• Aim:
Copy out the stretch of the records from the line containing "Target: number 2 sign" through the end of the records, leaving every line unchanged.

····················

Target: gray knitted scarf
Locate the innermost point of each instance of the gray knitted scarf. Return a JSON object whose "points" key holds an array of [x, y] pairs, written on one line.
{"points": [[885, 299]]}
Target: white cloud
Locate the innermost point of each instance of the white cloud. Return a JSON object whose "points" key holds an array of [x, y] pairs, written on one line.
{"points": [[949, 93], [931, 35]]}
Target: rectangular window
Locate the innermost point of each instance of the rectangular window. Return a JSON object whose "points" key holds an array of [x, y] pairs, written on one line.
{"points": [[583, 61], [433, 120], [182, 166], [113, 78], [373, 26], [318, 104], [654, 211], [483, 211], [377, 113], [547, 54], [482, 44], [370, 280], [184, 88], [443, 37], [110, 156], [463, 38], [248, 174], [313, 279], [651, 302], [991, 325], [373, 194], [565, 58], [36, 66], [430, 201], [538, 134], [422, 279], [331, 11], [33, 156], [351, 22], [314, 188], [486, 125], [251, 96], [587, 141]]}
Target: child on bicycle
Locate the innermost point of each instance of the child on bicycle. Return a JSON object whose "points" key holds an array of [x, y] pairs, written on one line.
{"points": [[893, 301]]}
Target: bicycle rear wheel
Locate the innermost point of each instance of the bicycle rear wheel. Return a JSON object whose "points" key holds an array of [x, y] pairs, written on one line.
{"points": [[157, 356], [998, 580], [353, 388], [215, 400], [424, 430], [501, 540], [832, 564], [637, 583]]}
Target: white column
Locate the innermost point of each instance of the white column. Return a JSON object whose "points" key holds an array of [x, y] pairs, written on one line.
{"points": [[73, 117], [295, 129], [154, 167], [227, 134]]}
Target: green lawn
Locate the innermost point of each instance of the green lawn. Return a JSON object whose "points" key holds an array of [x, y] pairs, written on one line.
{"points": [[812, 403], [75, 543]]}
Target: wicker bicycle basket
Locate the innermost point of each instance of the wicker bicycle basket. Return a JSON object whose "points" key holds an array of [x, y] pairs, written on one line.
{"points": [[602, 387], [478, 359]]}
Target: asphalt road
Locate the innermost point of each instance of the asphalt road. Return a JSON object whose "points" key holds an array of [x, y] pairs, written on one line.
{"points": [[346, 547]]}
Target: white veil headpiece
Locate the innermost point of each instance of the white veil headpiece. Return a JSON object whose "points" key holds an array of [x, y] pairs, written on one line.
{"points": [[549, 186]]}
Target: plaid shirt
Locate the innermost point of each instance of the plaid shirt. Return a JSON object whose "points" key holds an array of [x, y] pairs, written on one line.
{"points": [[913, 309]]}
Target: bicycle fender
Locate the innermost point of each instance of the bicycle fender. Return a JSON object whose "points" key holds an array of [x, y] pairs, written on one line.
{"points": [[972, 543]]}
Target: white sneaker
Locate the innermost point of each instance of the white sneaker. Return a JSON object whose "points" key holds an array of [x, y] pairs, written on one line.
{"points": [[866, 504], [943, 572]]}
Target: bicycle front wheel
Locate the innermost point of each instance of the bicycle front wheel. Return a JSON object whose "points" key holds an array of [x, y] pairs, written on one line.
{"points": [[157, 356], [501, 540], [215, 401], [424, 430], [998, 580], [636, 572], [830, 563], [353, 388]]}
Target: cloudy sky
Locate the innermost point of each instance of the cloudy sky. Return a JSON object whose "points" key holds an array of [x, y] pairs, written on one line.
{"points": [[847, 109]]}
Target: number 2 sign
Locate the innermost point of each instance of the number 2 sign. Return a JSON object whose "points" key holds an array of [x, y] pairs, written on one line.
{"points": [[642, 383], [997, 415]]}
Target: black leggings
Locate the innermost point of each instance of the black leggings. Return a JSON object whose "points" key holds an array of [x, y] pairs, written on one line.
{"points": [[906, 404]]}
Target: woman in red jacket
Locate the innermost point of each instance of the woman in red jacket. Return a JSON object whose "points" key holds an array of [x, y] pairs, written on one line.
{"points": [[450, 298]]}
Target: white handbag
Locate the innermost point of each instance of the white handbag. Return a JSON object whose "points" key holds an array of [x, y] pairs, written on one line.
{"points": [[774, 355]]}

····················

• Complete response:
Target: number 2 sign
Locate the innermost point of each instance of the number 2 sign. Return a JSON object whose "points" key holds an array of [x, y] pairs, written on one line.
{"points": [[642, 383], [997, 415]]}
Target: black leggings
Locate the innermost point of each instance of the black leggings. Return a JSON object whose "points" key holds an array of [x, y] pairs, written on one line.
{"points": [[906, 404]]}
Target: woman in red jacket
Locate the innermost point of each instance of the woman in red jacket. Return a JSON object whose "points" key holds an array of [x, y] pairs, written on one line.
{"points": [[450, 298]]}
Target: white handbag
Locate the innermost point of each instance of the white handbag. Return a JSON object whose "points" key holds an array of [x, y] pairs, written on one line.
{"points": [[774, 355]]}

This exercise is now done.